*PASSAGE PROVIDED*.
------
- Born: Willoughby Garnons Gwatkin 11 August 1859 England
- Died: 2 February 1925 (aged 65) Twickenham, England
- Allegiance: United Kingdom Canada
- Branch: British Army Canadian Militia Canadian Air Force
- Service years: 1882 – 1922
- Rank: Lieutenant-General
- Commands: Chief of the Canadian General Staff
- Conflicts: World War I
- Awards: Knight Commander of the Order of St Michael and St George Companion of the Order of the Bath

= Willoughby Gwatkin =

British Army general (1859–1925)

Lieutenant-General Sir Willoughby Garnons Gwatkin, (11 August 1859 – 2 February 1925) was a British Army officer who served as Chief of the General Staff of the Canadian Militia during the First World War.

==Military career==
Gwatkin, the son of a barrister, was born in Twickenham, Middlesex, and was educated at Shrewsbury School, then at King's College, Cambridge. He later went to the Royal Military College, Sandhurst. He was commissioned into the Manchester Regiment as a lieutenant on 10 May 1882 and promoted to captain on 17 January 1890. He attended the Staff College, Camberley, from 1895 to 1896.
------
*PROVIDED DATA*.

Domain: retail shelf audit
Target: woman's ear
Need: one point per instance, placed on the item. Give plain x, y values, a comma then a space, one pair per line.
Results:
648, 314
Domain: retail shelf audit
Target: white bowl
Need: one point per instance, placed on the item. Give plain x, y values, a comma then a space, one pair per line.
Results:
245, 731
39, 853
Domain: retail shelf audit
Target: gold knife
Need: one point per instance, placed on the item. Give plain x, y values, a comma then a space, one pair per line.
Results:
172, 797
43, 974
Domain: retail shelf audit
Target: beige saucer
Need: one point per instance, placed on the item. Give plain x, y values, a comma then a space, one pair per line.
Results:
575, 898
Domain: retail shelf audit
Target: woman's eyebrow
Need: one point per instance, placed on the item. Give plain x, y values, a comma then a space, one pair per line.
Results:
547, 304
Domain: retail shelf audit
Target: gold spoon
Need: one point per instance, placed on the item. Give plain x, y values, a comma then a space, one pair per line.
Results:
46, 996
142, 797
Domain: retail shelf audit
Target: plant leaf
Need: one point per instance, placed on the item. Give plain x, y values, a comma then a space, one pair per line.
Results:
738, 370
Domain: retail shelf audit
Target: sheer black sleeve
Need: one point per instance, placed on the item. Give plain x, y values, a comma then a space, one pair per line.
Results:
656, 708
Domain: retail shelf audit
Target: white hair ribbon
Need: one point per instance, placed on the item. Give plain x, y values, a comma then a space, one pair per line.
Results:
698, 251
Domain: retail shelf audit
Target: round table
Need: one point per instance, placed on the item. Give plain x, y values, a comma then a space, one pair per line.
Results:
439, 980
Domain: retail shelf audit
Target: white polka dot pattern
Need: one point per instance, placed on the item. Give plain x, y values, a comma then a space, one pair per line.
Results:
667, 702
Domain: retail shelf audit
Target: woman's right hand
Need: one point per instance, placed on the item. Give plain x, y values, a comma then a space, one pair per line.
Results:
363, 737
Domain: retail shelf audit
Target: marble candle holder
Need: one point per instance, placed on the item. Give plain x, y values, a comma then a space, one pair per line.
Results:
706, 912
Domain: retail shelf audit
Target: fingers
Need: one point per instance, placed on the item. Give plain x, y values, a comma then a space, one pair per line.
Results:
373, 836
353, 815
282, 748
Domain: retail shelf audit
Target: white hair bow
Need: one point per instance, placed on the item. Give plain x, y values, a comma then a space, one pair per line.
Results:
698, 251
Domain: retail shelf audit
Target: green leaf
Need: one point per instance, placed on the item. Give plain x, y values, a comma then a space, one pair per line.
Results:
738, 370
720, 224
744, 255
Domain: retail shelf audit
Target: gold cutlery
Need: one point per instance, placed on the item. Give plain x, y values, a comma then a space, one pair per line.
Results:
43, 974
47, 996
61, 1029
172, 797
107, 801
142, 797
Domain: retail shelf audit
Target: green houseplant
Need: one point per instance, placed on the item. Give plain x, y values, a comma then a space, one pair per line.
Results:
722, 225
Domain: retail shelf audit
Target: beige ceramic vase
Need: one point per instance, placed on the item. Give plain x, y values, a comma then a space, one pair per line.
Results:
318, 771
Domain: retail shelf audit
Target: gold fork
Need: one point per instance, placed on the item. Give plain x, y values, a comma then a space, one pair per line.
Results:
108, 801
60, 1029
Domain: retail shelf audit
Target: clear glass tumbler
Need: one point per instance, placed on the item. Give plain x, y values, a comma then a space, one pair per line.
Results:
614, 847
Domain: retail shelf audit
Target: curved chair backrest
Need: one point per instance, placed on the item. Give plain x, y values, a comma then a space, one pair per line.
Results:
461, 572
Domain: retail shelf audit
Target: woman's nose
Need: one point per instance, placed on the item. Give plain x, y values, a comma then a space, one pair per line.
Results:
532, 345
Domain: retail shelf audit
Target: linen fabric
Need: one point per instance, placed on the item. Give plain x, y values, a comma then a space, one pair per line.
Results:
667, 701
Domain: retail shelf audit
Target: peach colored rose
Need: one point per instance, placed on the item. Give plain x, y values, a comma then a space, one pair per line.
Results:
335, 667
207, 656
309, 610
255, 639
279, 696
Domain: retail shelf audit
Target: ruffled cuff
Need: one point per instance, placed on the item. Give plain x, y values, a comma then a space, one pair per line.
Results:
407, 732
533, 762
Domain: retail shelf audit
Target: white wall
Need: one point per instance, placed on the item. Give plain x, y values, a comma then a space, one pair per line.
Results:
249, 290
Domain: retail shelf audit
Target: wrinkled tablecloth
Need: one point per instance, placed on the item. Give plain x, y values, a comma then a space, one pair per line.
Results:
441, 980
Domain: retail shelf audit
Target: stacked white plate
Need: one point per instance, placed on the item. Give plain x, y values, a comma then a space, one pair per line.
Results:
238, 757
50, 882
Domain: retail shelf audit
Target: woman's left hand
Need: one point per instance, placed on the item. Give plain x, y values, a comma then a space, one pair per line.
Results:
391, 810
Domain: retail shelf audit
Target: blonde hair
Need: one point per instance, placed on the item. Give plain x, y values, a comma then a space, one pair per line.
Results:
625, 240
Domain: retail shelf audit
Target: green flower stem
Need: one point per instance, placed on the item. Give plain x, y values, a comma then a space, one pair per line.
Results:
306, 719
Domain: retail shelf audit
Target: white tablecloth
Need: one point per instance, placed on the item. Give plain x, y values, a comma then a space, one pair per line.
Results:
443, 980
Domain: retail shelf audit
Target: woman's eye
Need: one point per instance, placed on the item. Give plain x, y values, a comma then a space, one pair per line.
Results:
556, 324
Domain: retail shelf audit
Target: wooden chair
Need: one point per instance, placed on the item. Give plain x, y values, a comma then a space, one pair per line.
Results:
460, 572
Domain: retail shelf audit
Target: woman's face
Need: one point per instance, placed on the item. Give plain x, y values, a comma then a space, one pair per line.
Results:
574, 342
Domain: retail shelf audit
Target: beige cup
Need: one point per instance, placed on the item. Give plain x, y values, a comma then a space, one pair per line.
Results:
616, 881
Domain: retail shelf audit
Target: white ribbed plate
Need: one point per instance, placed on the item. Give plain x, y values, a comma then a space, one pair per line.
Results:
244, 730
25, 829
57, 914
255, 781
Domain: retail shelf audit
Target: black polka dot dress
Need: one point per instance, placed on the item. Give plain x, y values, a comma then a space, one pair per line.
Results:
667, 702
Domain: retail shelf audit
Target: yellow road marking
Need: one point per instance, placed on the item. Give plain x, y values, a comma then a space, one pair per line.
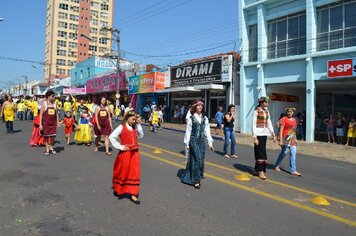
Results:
261, 193
268, 180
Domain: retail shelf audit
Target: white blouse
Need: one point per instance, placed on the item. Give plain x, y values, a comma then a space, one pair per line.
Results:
188, 131
115, 135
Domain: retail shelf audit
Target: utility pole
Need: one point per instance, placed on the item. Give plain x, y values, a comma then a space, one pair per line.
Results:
116, 34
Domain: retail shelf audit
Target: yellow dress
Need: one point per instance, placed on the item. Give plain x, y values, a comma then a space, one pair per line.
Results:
9, 112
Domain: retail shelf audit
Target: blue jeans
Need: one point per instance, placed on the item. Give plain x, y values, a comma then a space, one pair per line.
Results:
282, 155
229, 134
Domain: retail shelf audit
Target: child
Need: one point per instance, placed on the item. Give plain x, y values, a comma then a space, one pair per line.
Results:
68, 124
83, 134
351, 133
36, 139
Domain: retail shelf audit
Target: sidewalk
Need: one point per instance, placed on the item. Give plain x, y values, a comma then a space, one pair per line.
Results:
318, 149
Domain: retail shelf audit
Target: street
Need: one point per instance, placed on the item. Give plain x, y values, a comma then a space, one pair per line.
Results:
70, 193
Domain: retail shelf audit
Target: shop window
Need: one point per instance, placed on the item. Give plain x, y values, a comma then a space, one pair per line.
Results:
336, 25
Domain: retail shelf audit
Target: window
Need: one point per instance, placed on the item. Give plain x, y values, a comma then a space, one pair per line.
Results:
62, 24
336, 25
61, 52
104, 7
63, 6
62, 34
72, 44
61, 62
62, 15
286, 36
252, 55
74, 8
73, 26
94, 22
73, 36
74, 17
103, 40
61, 43
92, 48
93, 30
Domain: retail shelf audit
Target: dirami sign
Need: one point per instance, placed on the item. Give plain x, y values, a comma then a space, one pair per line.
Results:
342, 68
146, 83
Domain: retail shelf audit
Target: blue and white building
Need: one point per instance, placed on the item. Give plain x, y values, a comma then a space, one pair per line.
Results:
289, 48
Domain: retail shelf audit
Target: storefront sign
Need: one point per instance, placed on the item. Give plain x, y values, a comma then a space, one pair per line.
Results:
196, 73
102, 84
342, 68
74, 91
283, 97
146, 83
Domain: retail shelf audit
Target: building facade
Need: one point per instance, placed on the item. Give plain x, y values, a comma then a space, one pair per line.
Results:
75, 31
288, 52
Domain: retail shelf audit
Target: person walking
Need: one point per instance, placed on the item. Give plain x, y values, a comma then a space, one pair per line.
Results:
229, 133
219, 119
261, 128
197, 129
48, 122
8, 112
126, 172
288, 140
330, 124
102, 125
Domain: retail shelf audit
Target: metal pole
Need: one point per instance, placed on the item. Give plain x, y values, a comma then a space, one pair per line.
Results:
118, 68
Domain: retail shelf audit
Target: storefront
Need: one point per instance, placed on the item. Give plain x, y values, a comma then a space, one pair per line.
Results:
212, 80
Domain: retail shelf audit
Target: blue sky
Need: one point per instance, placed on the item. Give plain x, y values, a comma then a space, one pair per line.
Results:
155, 31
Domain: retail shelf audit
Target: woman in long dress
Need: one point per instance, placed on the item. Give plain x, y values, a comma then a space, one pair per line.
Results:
49, 121
198, 129
8, 112
126, 173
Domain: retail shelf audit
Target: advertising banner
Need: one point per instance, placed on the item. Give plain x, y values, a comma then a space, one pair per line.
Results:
146, 83
74, 91
196, 73
342, 68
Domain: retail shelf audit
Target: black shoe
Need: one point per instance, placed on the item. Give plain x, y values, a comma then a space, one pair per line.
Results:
137, 202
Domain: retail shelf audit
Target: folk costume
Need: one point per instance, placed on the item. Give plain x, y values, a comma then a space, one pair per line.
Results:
261, 128
49, 120
103, 120
126, 172
83, 134
36, 139
197, 130
9, 116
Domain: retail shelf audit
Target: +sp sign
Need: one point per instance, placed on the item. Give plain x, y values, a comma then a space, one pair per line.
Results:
342, 68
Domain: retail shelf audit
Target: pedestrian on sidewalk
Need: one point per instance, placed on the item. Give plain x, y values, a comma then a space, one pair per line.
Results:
198, 128
261, 128
36, 139
229, 132
102, 125
330, 124
126, 173
68, 122
288, 140
219, 119
49, 121
8, 112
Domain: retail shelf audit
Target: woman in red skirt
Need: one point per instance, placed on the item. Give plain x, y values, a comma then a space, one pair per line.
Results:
102, 125
36, 139
48, 121
126, 173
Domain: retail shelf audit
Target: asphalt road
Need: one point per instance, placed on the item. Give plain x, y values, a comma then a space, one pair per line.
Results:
70, 193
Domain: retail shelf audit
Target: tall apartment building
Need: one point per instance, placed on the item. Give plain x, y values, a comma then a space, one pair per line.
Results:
74, 32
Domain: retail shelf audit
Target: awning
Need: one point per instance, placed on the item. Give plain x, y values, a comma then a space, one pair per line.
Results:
195, 88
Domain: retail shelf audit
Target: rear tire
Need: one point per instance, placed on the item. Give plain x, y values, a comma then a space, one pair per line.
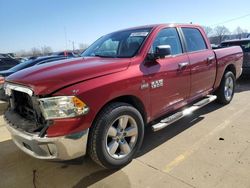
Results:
116, 135
226, 89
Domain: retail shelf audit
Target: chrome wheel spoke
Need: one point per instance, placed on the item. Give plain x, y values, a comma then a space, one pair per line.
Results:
121, 136
125, 148
112, 132
130, 131
113, 146
123, 121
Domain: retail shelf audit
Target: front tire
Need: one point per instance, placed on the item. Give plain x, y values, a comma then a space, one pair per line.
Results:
116, 135
226, 90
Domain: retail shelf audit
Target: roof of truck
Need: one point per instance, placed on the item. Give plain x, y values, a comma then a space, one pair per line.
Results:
236, 40
162, 25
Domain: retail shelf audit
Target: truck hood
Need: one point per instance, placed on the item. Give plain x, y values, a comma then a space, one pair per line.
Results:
47, 78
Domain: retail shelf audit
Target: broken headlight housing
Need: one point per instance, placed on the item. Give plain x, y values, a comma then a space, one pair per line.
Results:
62, 107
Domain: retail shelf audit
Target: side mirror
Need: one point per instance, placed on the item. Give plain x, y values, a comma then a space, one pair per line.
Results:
162, 51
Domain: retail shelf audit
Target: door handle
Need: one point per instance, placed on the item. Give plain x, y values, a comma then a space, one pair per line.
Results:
183, 65
210, 59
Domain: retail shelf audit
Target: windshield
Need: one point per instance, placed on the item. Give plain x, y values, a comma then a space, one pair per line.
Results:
122, 44
21, 66
245, 45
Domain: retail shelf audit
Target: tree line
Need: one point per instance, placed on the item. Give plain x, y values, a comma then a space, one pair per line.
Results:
47, 50
221, 33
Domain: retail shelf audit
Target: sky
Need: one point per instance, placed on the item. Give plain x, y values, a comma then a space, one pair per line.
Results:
56, 23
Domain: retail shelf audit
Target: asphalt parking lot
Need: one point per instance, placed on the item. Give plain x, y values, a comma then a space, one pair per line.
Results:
211, 148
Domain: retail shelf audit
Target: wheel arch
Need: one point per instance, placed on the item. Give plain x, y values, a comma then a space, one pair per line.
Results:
129, 99
232, 68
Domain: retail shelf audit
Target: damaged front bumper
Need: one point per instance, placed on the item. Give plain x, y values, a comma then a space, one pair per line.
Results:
51, 148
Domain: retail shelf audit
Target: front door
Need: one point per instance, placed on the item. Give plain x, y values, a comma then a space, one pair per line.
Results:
202, 62
169, 77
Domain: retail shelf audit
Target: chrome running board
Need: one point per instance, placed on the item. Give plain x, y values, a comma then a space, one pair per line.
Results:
178, 115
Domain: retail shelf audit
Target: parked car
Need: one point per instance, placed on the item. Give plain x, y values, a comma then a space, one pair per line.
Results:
24, 65
100, 103
7, 62
245, 45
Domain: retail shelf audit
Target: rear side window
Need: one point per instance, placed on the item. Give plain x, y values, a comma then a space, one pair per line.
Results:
194, 40
245, 45
169, 37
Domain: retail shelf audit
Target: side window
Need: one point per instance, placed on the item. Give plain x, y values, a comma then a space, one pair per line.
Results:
194, 39
169, 37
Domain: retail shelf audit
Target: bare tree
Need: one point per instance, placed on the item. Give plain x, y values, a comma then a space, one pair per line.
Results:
220, 32
46, 50
208, 30
35, 52
83, 46
239, 32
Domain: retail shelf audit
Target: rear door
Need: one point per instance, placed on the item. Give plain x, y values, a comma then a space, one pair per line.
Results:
169, 77
202, 62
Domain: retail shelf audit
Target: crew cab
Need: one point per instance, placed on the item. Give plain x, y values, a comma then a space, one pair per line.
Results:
245, 45
99, 104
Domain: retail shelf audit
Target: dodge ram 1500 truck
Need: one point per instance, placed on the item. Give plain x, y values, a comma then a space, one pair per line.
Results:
100, 103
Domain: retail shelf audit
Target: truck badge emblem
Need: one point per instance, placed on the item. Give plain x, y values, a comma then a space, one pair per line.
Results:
157, 83
144, 85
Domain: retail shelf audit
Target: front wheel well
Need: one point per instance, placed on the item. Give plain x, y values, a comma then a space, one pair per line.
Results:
132, 100
231, 68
------
*PROBLEMS TO WORK ON*.
- 1) In the Willoughby Gwatkin biography, swap "barrister" for "solicitor" and write out the stretch from "British Army general" through "1895 to 1896." with that change.
- 2) In the Willoughby Gwatkin biography, which regiment was Gwatkin commissioned into as a lieutenant in 1882?

*SOLUTION LIST*.
- 1)
British Army general (1859–1925)

Lieutenant-General Sir Willoughby Garnons Gwatkin, (11 August 1859 – 2 February 1925) was a British Army officer who served as Chief of the General Staff of the Canadian Militia during the First World War.

==Military career==
Gwatkin, the son of a solicitor, was born in Twickenham, Middlesex, and was educated at Shrewsbury School, then at King's College, Cambridge. He later went to the Royal Military College, Sandhurst. He was commissioned into the Manchester Regiment as a lieutenant on 10 May 1882 and promoted to captain on 17 January 1890. He attended the Staff College, Camberley, from 1895 to 1896.

- 2) The Manchester Regiment.